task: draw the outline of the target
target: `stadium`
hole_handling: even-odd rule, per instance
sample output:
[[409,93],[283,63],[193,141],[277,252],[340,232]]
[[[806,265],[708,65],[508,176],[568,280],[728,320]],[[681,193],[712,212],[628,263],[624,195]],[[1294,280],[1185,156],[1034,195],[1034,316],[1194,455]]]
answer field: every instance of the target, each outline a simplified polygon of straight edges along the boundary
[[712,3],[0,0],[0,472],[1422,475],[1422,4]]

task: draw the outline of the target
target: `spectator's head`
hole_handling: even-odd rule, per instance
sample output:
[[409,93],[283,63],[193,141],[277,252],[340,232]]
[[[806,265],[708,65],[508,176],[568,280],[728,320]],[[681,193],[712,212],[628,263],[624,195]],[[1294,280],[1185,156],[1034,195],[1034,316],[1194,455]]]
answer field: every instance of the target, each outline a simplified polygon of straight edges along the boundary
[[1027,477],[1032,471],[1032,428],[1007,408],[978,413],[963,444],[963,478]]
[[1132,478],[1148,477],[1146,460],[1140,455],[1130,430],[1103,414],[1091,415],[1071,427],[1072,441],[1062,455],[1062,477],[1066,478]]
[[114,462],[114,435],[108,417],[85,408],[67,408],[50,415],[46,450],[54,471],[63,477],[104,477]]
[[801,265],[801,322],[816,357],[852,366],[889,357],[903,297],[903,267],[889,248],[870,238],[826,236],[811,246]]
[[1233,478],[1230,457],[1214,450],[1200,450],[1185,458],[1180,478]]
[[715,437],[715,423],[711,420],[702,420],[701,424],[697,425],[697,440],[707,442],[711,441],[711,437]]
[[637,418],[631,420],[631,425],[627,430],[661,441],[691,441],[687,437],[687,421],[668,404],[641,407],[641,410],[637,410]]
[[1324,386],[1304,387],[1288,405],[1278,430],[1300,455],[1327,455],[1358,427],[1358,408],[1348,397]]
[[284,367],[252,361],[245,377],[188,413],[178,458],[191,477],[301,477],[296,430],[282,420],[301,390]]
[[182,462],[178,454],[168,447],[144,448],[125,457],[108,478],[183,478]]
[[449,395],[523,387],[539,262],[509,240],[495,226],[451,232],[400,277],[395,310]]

• [What you have to do]: Reproduce all of the records above line for line, with every character kept unchanged.

• [Written solution]:
task: draw the outline of the target
target: `stadium`
hole_handling: even-odd rule, per instance
sample output:
[[409,93],[283,63],[193,141],[277,252],[340,232]]
[[[806,265],[708,65],[508,176],[568,280],[728,320]],[[681,193],[712,212],[628,263],[624,195]],[[1294,280],[1185,156],[1034,195],[1034,316],[1194,455]]]
answer field: every instance of the target, each outline a simplified polygon of straight edges along the boundary
[[712,3],[0,0],[0,472],[1422,475],[1422,4]]

task: draw the outline of the target
target: `spectator's head`
hole_handling: even-odd rule, per instance
sample output:
[[409,93],[283,63],[193,141],[277,252],[340,232]]
[[[806,265],[708,65],[508,176],[568,280],[728,320]],[[681,193],[712,212],[628,263],[624,195]],[[1294,280],[1185,156],[1034,195],[1034,316],[1194,455]]]
answer field: every instance of the target, each outline a simplified polygon of straight edges along the boundary
[[1027,477],[1032,471],[1032,428],[1007,408],[978,413],[963,444],[963,478]]
[[1132,478],[1148,477],[1146,460],[1140,455],[1130,430],[1103,414],[1091,415],[1071,427],[1072,441],[1062,455],[1062,477],[1066,478]]
[[114,462],[114,435],[108,417],[85,408],[67,408],[50,415],[46,450],[54,471],[63,477],[104,477]]
[[801,265],[801,322],[816,357],[852,366],[889,357],[903,297],[903,267],[889,248],[870,238],[826,236],[811,246]]
[[1233,478],[1230,457],[1214,450],[1200,450],[1185,458],[1180,478]]
[[715,437],[715,423],[711,420],[702,420],[701,424],[697,425],[697,440],[707,442],[711,441],[711,437]]
[[637,418],[631,420],[631,425],[627,430],[661,441],[691,441],[687,437],[687,421],[668,404],[641,407],[641,410],[637,410]]
[[1324,386],[1304,387],[1288,405],[1278,430],[1300,455],[1327,455],[1358,427],[1358,408],[1348,397]]
[[284,367],[252,361],[245,377],[188,413],[178,458],[191,477],[301,477],[296,430],[282,420],[301,390]]
[[182,462],[178,454],[168,447],[144,448],[125,457],[108,478],[183,478]]
[[449,395],[523,387],[539,262],[509,240],[495,226],[451,232],[400,277],[395,310]]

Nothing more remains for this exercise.